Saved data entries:
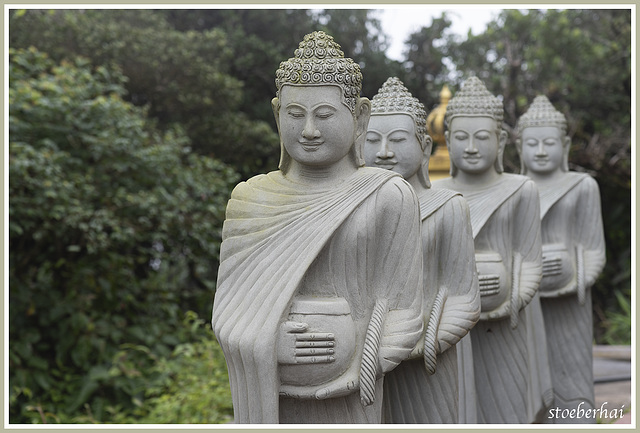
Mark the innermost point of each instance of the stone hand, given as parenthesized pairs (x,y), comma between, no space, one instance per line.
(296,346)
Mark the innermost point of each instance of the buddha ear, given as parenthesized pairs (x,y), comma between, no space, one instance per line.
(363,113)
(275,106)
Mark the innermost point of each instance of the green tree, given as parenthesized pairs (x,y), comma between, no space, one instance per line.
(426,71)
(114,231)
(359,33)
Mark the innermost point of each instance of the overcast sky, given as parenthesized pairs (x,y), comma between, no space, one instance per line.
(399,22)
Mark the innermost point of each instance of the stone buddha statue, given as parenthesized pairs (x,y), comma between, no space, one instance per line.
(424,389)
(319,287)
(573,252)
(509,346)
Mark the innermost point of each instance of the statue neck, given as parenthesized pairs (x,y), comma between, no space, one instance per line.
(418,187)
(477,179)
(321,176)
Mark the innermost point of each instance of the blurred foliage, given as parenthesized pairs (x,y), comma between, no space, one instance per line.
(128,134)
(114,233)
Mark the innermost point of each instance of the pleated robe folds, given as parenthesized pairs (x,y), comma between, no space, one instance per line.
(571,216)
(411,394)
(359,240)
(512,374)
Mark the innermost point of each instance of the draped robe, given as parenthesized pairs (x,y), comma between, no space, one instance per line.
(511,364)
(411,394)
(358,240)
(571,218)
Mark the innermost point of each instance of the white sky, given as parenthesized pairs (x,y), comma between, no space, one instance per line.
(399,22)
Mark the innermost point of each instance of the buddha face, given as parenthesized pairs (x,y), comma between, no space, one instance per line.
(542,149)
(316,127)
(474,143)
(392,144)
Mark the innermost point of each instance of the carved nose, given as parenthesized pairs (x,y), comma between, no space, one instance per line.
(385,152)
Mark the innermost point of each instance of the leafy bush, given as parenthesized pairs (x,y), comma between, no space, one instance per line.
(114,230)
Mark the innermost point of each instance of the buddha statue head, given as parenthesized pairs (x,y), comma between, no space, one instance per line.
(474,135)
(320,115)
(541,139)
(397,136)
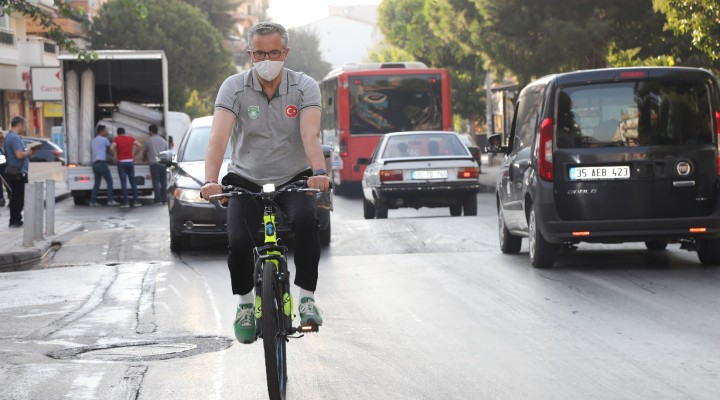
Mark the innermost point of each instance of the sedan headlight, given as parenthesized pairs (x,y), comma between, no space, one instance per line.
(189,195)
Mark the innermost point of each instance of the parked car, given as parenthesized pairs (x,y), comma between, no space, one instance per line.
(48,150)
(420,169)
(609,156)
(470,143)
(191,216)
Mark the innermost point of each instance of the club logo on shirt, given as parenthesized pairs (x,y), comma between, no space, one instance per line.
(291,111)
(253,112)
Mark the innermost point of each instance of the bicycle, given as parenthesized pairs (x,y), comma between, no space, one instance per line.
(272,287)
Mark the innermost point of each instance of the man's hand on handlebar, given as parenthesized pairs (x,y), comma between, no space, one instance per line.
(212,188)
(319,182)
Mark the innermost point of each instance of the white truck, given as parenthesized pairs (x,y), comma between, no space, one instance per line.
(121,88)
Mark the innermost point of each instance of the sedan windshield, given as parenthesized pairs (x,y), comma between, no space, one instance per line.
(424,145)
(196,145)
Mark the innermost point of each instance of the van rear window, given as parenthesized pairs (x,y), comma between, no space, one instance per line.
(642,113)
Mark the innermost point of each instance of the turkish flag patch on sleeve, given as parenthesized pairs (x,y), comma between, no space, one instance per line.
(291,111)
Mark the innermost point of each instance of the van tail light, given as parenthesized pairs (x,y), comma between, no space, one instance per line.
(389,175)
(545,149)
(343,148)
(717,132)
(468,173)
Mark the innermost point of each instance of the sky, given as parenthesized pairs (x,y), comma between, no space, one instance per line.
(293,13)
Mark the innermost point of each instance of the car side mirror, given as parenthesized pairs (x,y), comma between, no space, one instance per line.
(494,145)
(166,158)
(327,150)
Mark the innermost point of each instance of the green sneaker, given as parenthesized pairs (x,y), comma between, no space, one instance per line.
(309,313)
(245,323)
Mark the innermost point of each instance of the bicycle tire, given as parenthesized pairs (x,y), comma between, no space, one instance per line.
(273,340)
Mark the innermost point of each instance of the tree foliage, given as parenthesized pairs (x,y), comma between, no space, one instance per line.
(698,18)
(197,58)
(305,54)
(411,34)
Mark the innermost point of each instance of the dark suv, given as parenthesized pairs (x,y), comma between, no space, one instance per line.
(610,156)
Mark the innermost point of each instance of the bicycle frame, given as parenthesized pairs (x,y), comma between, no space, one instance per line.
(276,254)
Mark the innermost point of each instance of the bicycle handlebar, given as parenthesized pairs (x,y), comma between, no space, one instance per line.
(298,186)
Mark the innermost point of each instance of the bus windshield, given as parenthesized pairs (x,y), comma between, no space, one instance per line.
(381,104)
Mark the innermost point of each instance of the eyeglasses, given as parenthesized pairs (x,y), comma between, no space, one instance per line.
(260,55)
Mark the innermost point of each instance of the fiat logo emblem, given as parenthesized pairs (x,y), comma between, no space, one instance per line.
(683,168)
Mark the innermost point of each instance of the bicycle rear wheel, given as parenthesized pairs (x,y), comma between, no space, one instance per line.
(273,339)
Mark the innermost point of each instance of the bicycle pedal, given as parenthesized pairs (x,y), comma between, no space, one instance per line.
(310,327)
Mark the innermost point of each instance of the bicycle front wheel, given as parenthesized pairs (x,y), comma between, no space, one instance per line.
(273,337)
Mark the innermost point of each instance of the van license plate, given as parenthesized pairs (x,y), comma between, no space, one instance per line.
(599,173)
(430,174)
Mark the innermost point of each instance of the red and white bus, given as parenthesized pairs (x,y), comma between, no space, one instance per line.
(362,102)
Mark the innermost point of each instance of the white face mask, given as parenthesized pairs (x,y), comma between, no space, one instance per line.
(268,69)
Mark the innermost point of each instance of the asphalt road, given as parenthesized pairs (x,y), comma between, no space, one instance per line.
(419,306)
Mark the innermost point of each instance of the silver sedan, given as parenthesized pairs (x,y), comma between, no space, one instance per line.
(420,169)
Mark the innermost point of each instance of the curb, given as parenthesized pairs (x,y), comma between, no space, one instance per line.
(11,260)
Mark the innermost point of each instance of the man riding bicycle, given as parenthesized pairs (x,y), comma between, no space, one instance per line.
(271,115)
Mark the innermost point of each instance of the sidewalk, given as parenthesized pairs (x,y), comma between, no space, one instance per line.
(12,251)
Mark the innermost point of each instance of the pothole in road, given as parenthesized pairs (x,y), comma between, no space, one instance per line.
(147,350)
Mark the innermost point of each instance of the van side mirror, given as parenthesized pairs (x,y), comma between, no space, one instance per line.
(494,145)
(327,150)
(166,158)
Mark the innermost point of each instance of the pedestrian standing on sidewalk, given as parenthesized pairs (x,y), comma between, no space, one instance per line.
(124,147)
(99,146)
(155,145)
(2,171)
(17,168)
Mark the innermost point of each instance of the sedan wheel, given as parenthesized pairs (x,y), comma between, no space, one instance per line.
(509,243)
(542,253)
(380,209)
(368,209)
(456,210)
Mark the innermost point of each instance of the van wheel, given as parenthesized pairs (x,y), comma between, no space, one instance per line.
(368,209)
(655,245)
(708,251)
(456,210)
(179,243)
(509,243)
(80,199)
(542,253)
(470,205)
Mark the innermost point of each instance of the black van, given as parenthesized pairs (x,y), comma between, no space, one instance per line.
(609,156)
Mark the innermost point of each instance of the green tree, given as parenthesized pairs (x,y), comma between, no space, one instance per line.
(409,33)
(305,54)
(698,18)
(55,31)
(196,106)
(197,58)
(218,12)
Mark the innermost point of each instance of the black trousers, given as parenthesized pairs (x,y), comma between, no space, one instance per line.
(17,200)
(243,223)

■ **Requirement**: Verbatim reproduction of every record is required; images are left out.

■ **Finished task**:
Mark the innermost point of each instance of the stone hand, given as parenthesized pairs (x,y), comma between, no space, one instance per line.
(296,346)
Mark the innermost point of each instance of the buddha ear, given as parenthesized pairs (x,y), comma between, no space, one instance per line.
(363,113)
(275,106)
Mark the innermost point of each instance of the green tree, given as parenthesized pairs (x,y), comma between, no space, one instance per line.
(426,71)
(114,231)
(359,33)
Mark the innermost point of each instance of the overcast sky, given as parenthesized pairs (x,y), comma between, no space, one instance per line.
(399,22)
Mark the innermost point of each instance of the stone buddha statue, given as parenthesized pairs (x,y), comma between, no space, one instance per line.
(424,389)
(319,287)
(573,252)
(509,346)
Mark the innermost point of each instance of the statue neck, given as parenthesized pairs (x,y), comma between, no space, one instance per line.
(418,187)
(477,179)
(321,176)
Mark the innermost point of each instance of the blurred foliage, given as parenthesized pairs (x,y), comma between, no space, one instance per line.
(128,134)
(114,233)
Mark the innermost point of each instance of the pleated robe folds, given as parenthesized pairs (x,y), comma between, no space, one instance per line.
(571,216)
(411,394)
(359,240)
(512,374)
Mark the innermost point of each instance of the draped robe, given as parenthesized pairs (x,y), comma between, no space, one instance per line.
(511,364)
(411,394)
(358,240)
(571,218)
Mark the innermost point of each instance of the white sky, given as parenthesized pairs (x,y), comma between, no space, one instance per line.
(399,22)
Mark the innermost point of each instance of the buddha face, given as parenthesized pairs (x,y), comma between, no space, one instance per line.
(542,149)
(316,127)
(474,143)
(392,144)
Mark the innermost point of each instance of the carved nose, given as parenthesized pairs (x,y), comma between, no space, one instance per line.
(385,152)
Mark the innermost point of each instance of the leafy bush, given as parenthesized pairs (x,y), comma between, no space, one instance per line.
(114,230)
Mark the innermost point of each instance of the buddha statue head, given as parenthesized pairs (x,y), comma between, no space, one instance per line.
(474,135)
(320,115)
(541,139)
(397,136)
Mark the innermost point of each instance of the sedan headlight, given as parenthesized pairs (x,y), comma between, no space, one instance per line.
(189,195)
Mark the innermost point of each instance of the parked car, given as parenthesized pairs (x,y), comma between, no space, one instance per line.
(48,150)
(420,169)
(609,156)
(470,143)
(191,216)
Mark the innermost point of each instance of the club logo on shirt, given as parenthesized pairs (x,y), comma between, no space, one instance per line.
(291,111)
(253,112)
Mark the innermost point of each instance of the bicycle, given as parenthesized pairs (x,y), comma between, no space, one instance per line.
(272,287)
Mark the innermost point of each instance of the man's hand on handlebar, given as parenthesized pairs (x,y), comma between, no space, one instance per line.
(212,188)
(319,182)
Mark the innermost point of each instance of the white truck, given as parenthesized pairs (x,y), comma between, no space, one instance per line.
(121,88)
Mark the innermost point of each instance of the sedan windshield, given as parenthesized pairs (x,y), comma between, no space, one instance per line.
(424,145)
(196,145)
Mark the innermost point of each instance of the van rear window, given as parenthesized pairs (x,y), comma between, no space, one instance per line.
(642,113)
Mark the innermost point of each instance of the turkish flag patch on sleeve, given as parenthesized pairs (x,y), comma between, no space, one instance per line.
(291,111)
Mark the innermost point of each instance of the van tail light, given as parenthesized pairs (x,y), comma between, no space, one instance per line.
(389,175)
(545,149)
(343,148)
(717,132)
(468,173)
Mark the innermost point of each instance of the sky, given as parenthesized pairs (x,y), comma between, no space, one instance per line.
(293,13)
Mark the innermost point of each instance of the car side mirror, given as parenthesized pairs (x,y), comma between, no space, one instance per line.
(494,145)
(166,158)
(327,150)
Mark the innermost point of each instance of the green sneaker, given as parenthesized pairs (x,y), comma between, no space, one instance per line.
(309,313)
(245,323)
Mark the innermost point of each instance of the bicycle tire, given as parenthesized pairs (x,y), comma between, no space, one instance per line.
(273,340)
Mark the innermost point of each instance of the tree foliage, given as parenthesized pairs (x,y), comma between, no space, one instance per line.
(698,18)
(197,58)
(305,54)
(411,34)
Mark the innermost point of each instance of the dark suv, given as parenthesized pairs (x,y), comma between, no space, one instance per line.
(610,156)
Mark the innermost point of each instance of the bicycle frame, given as parenthesized pairs (x,y), comma between, no space, one instance per line.
(276,254)
Mark the innermost point of each instance of the bicycle handlebar, given as parenthesized pairs (x,y), comma between, no space, one instance per line.
(298,186)
Mark the innermost point of each instance of the bus windshield, given as parenthesized pairs (x,y), comma between, no space, one instance per line.
(381,104)
Mark the innermost point of each instance of the eyeglasses, given as parenthesized pairs (x,y), comma between, no space, one instance per line.
(260,55)
Mark the innermost point of each instance of the fiat logo emblem, given as parenthesized pairs (x,y), comma between, no space, one instance per line.
(683,168)
Mark the innermost point of each instance of the bicycle rear wheel, given as parenthesized pairs (x,y), comma between, no space, one instance per line.
(273,339)
Mark the innermost point of each instance of the bicycle pedal, given as parenthesized pairs (x,y), comma between, no space, one instance per line.
(310,327)
Mark the innermost point of each instance of the bicycle front wheel, given as parenthesized pairs (x,y), comma between, no space, one instance per line.
(273,337)
Mark the innermost point of each instance of the van license plate, given as parenthesized pairs (x,y), comma between, no space, one instance per line.
(599,173)
(430,174)
Mark the innermost point of each instance of the red and white bus, given as parenthesized pairs (x,y), comma between, no space, one instance per line.
(362,102)
Mark the innermost point of each instance of the white face mask, given as parenthesized pairs (x,y), comma between, no space, one instance per line.
(268,69)
Mark the innermost point of each instance of the asphalt road, given as parenthesized pairs (x,y), comma between, no space, one instance per line.
(419,306)
Mark the innermost point of each instance of the silver sedan, given as parenthesized pairs (x,y), comma between, no space, one instance per line.
(420,169)
Mark the innermost point of each instance of the curb, given as parenthesized pairs (x,y), comma between, no space, one instance per line.
(11,260)
Mark the innermost point of each instance of the man riding bicycle, given as parenthesized pairs (x,y), comma between, no space, one instance per line.
(271,115)
Mark the innermost point of each instance of the sidewalk, given as parenthesized pairs (x,y), comma between, no space, one instance per line.
(12,251)
Mark the innermost point of each instance of the pothole in road, given as parenthesized pairs (x,y), comma between, no space, one instance per line.
(147,350)
Mark the innermost point of each instance of the van side mirror, given as parenthesized pairs (x,y), comma between, no space, one instance per line.
(494,145)
(327,150)
(166,158)
Mark the innermost point of each instance of the pedestrian standing on sidewalk, given as parenthesized pairs (x,y), comma between, no space, one instance per line.
(124,147)
(99,146)
(155,145)
(2,171)
(17,168)
Mark the innermost point of each instance of the sedan wheel, given as parenthesized pairs (x,y), comma between, no space, one instance per line.
(509,243)
(542,253)
(380,209)
(368,209)
(456,210)
Mark the innermost point of each instance of the van wheel, given as parenthesized pairs (x,y), comma between, no space, one instance per line.
(368,209)
(655,245)
(708,251)
(456,210)
(179,243)
(509,243)
(80,199)
(542,253)
(470,205)
Mark the innermost point of each instance of the black van, given as parenthesized pairs (x,y), comma between, no space, one instance per line.
(609,156)
Mark the innermost point of each instance of the green tree, given as parenthesized pairs (x,y), comma between, no space, one instance per line.
(409,33)
(305,54)
(698,18)
(55,31)
(196,106)
(197,58)
(218,12)
Mark the innermost point of each instance of the black trousers, given as parenthesized pairs (x,y), comma between, no space, one instance per line.
(17,200)
(243,223)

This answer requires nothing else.